Para los lugareños se trata del
cóndor jipiña (posada del cóndor),
cuya fabulosa leyenda cuenta la historia de un viejo cacique, que vivía feliz
con sus dos hijos: un varón y una mujer, hasta el día en que en esas campiñas
apareció un forastero llegado de tierras lejanas. El forastero, que era joven y
apuesto, se enamoró de la hermosa hija del cacique, pero éste se negó a aceptar
la relación, arguyendo que su hija estaba reservada para un mancebo de su
ayllu. Entonces el forastero, ofendido ante la negativa del anciano, se marchó
con rumbo desconocido, no sin antes maldecir su mala suerte y aumentar con sus
lágrimas el caudal del río Jachchallani.

__Extractos del conjunto de datos de etiquetado de puntos__.

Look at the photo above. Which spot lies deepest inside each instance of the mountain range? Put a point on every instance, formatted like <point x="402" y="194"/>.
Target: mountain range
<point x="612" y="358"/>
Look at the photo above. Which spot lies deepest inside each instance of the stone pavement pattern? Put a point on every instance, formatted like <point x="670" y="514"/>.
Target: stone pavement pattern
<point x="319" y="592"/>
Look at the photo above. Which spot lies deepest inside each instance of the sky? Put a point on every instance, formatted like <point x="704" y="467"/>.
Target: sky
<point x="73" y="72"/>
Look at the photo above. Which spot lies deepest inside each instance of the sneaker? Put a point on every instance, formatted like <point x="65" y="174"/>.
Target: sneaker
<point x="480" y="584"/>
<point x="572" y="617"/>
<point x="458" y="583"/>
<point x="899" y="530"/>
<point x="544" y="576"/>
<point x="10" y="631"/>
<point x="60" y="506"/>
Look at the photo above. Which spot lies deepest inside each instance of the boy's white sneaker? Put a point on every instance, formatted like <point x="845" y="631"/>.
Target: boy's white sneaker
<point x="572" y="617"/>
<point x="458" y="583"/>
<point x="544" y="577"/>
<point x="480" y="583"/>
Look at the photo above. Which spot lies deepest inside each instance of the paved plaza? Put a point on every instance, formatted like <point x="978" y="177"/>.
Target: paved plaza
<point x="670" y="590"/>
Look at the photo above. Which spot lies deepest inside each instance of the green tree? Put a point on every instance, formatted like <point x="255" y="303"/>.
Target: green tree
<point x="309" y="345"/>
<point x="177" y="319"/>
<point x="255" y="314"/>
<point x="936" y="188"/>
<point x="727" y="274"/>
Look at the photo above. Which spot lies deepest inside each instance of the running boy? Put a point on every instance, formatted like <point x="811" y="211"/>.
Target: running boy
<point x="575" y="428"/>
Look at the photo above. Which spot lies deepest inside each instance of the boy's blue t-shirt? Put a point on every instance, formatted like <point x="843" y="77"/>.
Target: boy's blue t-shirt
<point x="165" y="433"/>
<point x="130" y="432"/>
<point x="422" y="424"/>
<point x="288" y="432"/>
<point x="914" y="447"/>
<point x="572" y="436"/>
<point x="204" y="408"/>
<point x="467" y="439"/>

__Tareas por realizar__.
**A.** Reescriba como una lista breve el párrafo del fragmento de página que comienza con «Para los lugareños», conservando sus hechos principales.
**B.** Indique si cada afirmación concuerda con el fragmento de página y cite las palabras que lo deciden: (i) el cacique tenía un hijo varón y una hija; (ii) el cacique aceptó la relación entre el forastero y su hija; (iii) el forastero partió en dirección al río Jachchallani.

__Soluciones por tarea__.
**A.**
- Para los lugareños se trata del cóndor jipiña (posada del cóndor).
- Según su leyenda, un viejo cacique vivía feliz con sus dos hijos, un varón y una mujer.
- Un forastero joven y apuesto, llegado de tierras lejanas, se enamoró de la hija del cacique.
- El cacique rechazó la relación porque su hija estaba reservada para un mancebo de su ayllu.
- El forastero, ofendido, se marchó con rumbo desconocido. Antes maldijo su mala suerte y aumentó con sus lágrimas el caudal del río Jachchallani.

**B.**
(i) Sí: «con sus dos hijos: un varón y una mujer».
(ii) No: «éste se negó a aceptar la relación».
(iii) No: «se marchó con rumbo desconocido».